■ **Tasks**:
[A] According to the melanoma dataset description, what scanner and magnification were used to scan the slides?
[B] Retype the part of the melanoma dataset description between "Melanoma Histopathology Dataset" and "and tissue annotations.", inclusive.

■ **Document excerpt**:
BEGIN

Melanoma Histopathology Dataset with Tissue and Nuclei Annotations
Description
Description:
This dataset is designed for development of deep learning models for segmentation of nuclei and tissue in melanoma H&E stained histopathology. Existing nuclei segmentation models that are trained on non-melanoma specific datasets have low performance due to the ability of melanocytes to mimic other cell types, whereas existing melanoma specific models utilize older, sub-optimal techniques. Moreover, these models do not provide tissue annotations necessary for determining the localization of tumor-infiltrating lymphocytes, which may hold value for predictive and prognostic tasks. To address this, we created a melanoma specific dataset with nuclei and tissue annotations.
Methodology:
Sample Collection:
Regions of interest (ROIs) were sampled from H&E stained slides of 103 primary melanoma specimens and 103 metastatic melanoma specimens, scanned using a Hamamatsu scanner at 40× magnification (0.23 μm per pixel). All slides were obtained from regular diagnostic procedures.
From each specimen, a 40× magnified ROI of 1024×1024 pixels was selected for annotation. Additionally, a context ROI of 5120×5120 pixels was sampled to provide information about the broader context for the annotation process. Selection was performed by a trained medical expert (M.S.) and subsequently verified by a dermatopathologist (W.B.). Manual ROI selection ensured the inclusion of diverse tissue and nuclei types.
Annotation Process:
- Nuclei segmentation
Nuclei segmentations were generated using Hover-Net pretrained on the PanNuke dataset. Manual annotation adjustments were performed by author M.S. using QuPath, with the following nuclei categories: tumor, stroma, vascular endothelium, histiocyte, melanophage, lymphocyte, plasma cell, neutrophil, apoptotic cell, and epithelium. All annotations were reviewed and corrected, where needed, by a dermatopathologist (W.B.). - Tissue segmentation
Tissue segmentations were created manually using QuPath by M.S., with the following categories: tumor, stroma, epidermis, necrosis, blood vessel, and background. Annotations were reviewed and corrected, where needed, by a dermatopathologist (W.B.).
Quality Control:
To assess the reliability of the annotations, intra- and interobserver agreement (by pathologist G.B.) were determined on 12 randomly selected ROIs.
- Nuclei segmentation
The intraobserver overall precision was 84.89%, with a recall of 86.45%, and an F1 score of 85.66%. Interobserver overall precision was 80.34%, with a recall of 80.62%, and an F1 score of 80.20%. These results are based on the sum of all true positive, false positive, and false negative counts for the 12 ROIs. - Tissue segmentation
The DICE score was determined on the same 12 randomly selected ROIs. The average intraobserver DICE score was 0.90, and the interobserver DICE score was also 0.90.
Version 2:
Updated the file format to .tiff
with magnification metadata included in the files.
Added 5 additional ROIs containing necrosis and epidermis tissue categories.

END

■ **Dataset**:

BEGIN

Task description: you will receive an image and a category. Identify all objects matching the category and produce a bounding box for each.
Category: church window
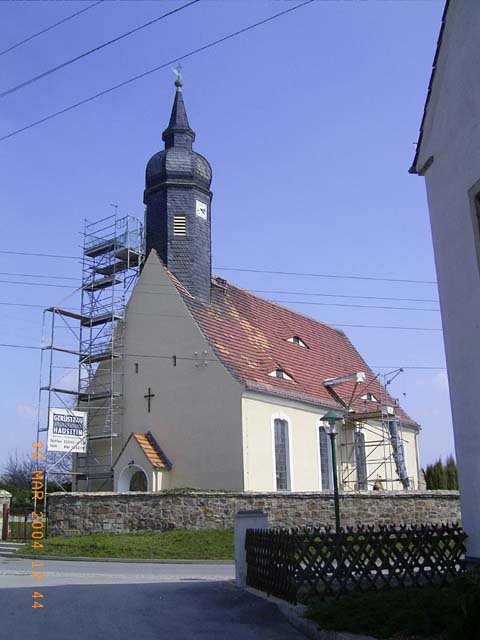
[475,191,480,263]
[173,216,187,236]
[273,418,290,491]
[268,368,293,381]
[354,431,368,491]
[287,336,308,349]
[318,426,333,491]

END

■ **Task solutions**:
[A] A Hamamatsu scanner at 40× magnification (0.23 μm per pixel).

[B]
Melanoma Histopathology Dataset with Tissue and Nuclei Annotations
Description
Description:
This dataset is designed for development of deep learning models for segmentation of nuclei and tissue in melanoma H&E stained histopathology. Existing nuclei segmentation models that are trained on non-melanoma specific datasets have low performance due to the ability of melanocytes to mimic other cell types, whereas existing melanoma specific models utilize older, sub-optimal techniques. Moreover, these models do not provide tissue annotations necessary for determining the localization of tumor-infiltrating lymphocytes, which may hold value for predictive and prognostic tasks. To address this, we created a melanoma specific dataset with nuclei and tissue annotations.